Start to finish, copy the data exactly.

▸ **Saved entries**
====

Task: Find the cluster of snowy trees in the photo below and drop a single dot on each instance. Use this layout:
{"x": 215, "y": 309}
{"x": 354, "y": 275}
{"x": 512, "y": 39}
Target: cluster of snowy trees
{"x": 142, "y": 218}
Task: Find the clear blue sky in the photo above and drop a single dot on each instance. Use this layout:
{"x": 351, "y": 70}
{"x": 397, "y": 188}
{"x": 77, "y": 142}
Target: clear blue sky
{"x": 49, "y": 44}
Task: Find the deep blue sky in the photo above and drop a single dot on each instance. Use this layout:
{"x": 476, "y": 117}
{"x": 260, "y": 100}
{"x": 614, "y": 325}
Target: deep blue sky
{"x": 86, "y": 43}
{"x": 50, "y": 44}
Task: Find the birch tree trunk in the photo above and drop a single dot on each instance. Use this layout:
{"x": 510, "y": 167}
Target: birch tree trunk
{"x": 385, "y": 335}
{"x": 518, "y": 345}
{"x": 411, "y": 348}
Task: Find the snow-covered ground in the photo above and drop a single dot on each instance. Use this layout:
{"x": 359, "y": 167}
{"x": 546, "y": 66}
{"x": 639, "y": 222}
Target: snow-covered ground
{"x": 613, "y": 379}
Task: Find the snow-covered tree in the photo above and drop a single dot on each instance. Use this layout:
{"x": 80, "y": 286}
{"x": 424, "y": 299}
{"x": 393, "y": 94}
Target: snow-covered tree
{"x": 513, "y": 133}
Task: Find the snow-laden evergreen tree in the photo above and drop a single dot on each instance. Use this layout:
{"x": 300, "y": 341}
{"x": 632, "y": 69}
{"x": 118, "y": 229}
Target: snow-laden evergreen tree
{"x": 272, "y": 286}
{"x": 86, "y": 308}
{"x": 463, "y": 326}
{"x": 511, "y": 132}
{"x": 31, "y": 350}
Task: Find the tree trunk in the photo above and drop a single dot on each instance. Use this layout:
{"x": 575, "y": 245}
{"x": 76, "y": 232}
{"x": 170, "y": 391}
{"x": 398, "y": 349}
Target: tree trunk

====

▸ **REPLY**
Task: Find the cluster of snowy trees in the photo below and drop a single dot on each instance. Use this layout:
{"x": 215, "y": 309}
{"x": 354, "y": 275}
{"x": 512, "y": 39}
Target: cluster of snowy trees
{"x": 142, "y": 218}
Task: Find the clear blue sky in the photo above and drop a single dot on each instance. Use this layout:
{"x": 351, "y": 70}
{"x": 397, "y": 188}
{"x": 77, "y": 142}
Target: clear blue sky
{"x": 49, "y": 44}
Task: Find the deep blue sky in the photo above and drop a single dot on each instance. Use this layout:
{"x": 476, "y": 117}
{"x": 260, "y": 100}
{"x": 614, "y": 325}
Target: deep blue sky
{"x": 86, "y": 43}
{"x": 50, "y": 44}
Task: Find the birch tree trunk in the photo above and drop a single dot on each instance. Use this layout:
{"x": 510, "y": 167}
Target: birch tree trunk
{"x": 385, "y": 335}
{"x": 518, "y": 345}
{"x": 411, "y": 348}
Task: Find the snow-covered ground in the photo above and drop a single dot on each instance. Use this layout:
{"x": 359, "y": 167}
{"x": 546, "y": 66}
{"x": 639, "y": 222}
Target: snow-covered ground
{"x": 613, "y": 379}
Task: Find the snow-covered tree in the photo above and drop a single dot on each instance. Use this layout:
{"x": 80, "y": 286}
{"x": 424, "y": 299}
{"x": 393, "y": 94}
Target: snow-covered tree
{"x": 513, "y": 133}
Task: Find the snow-laden evergreen tree in the photo above and drop a single dot on each instance. Use this layout:
{"x": 300, "y": 341}
{"x": 632, "y": 69}
{"x": 118, "y": 229}
Target: snow-laden evergreen tree
{"x": 272, "y": 286}
{"x": 86, "y": 308}
{"x": 463, "y": 326}
{"x": 511, "y": 132}
{"x": 31, "y": 350}
Task: Find the tree trunk in the photo above and drop a single dot on each instance. Use this layout:
{"x": 575, "y": 245}
{"x": 76, "y": 232}
{"x": 170, "y": 391}
{"x": 398, "y": 349}
Target: tree trunk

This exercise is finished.